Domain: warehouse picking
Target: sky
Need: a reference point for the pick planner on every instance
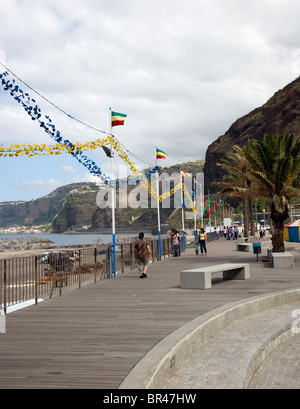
(183, 72)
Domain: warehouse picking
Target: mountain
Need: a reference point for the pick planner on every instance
(279, 115)
(74, 206)
(34, 212)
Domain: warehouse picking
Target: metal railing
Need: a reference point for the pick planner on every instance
(52, 273)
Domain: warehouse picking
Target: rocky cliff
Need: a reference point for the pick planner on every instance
(279, 115)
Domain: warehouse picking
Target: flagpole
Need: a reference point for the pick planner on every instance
(195, 219)
(182, 212)
(112, 201)
(158, 211)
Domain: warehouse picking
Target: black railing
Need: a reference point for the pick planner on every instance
(52, 273)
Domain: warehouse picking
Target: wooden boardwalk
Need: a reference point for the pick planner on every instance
(93, 337)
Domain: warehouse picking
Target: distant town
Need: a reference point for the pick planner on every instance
(24, 229)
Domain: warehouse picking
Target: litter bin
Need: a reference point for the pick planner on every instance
(257, 249)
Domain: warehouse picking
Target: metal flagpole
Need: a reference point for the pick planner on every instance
(112, 201)
(195, 216)
(158, 211)
(182, 212)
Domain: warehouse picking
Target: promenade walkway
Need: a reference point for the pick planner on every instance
(93, 337)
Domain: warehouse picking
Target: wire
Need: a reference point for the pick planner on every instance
(71, 116)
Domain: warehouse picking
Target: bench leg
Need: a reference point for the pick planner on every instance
(200, 280)
(242, 273)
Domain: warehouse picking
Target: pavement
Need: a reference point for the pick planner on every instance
(137, 334)
(258, 350)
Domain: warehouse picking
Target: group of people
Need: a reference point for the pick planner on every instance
(201, 242)
(231, 233)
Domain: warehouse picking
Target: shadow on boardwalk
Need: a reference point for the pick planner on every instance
(93, 337)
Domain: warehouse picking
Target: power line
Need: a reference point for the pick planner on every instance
(71, 116)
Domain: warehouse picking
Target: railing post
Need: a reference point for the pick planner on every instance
(122, 258)
(59, 267)
(79, 269)
(35, 280)
(4, 289)
(95, 264)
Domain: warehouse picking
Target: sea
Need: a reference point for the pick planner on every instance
(67, 239)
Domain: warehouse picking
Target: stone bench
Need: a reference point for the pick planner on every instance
(201, 277)
(283, 260)
(243, 246)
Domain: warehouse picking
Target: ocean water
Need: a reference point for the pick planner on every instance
(64, 239)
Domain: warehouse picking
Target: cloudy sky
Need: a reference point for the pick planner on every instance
(182, 71)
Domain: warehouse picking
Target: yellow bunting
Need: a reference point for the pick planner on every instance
(57, 149)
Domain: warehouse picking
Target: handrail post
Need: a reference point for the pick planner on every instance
(5, 289)
(35, 280)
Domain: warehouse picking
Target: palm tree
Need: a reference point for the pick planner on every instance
(236, 184)
(273, 167)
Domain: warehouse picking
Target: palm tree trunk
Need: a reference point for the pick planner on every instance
(246, 218)
(278, 219)
(251, 219)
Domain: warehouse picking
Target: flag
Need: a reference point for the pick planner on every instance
(160, 154)
(117, 118)
(185, 173)
(107, 152)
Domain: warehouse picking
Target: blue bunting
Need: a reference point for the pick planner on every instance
(30, 106)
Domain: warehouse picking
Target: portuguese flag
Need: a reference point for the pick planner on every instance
(117, 118)
(160, 154)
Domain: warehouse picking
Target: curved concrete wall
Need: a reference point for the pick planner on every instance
(162, 361)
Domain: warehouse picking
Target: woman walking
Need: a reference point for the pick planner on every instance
(202, 241)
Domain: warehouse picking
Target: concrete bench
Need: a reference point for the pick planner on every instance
(242, 239)
(243, 246)
(201, 277)
(283, 260)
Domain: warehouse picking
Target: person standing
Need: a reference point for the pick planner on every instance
(175, 242)
(202, 241)
(142, 254)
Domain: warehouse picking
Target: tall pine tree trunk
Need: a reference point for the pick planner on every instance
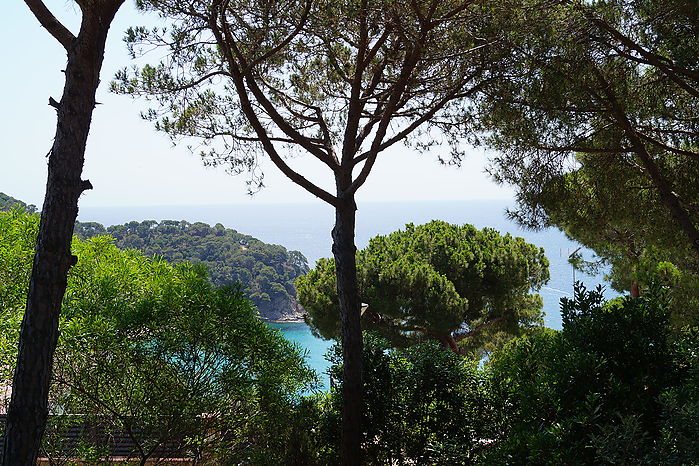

= = = =

GOAL OF THE EXERCISE
State how many lines in the entries contain the word "boardwalk", with case counting, and give only the number.

ANSWER TO THIS PROBLEM
2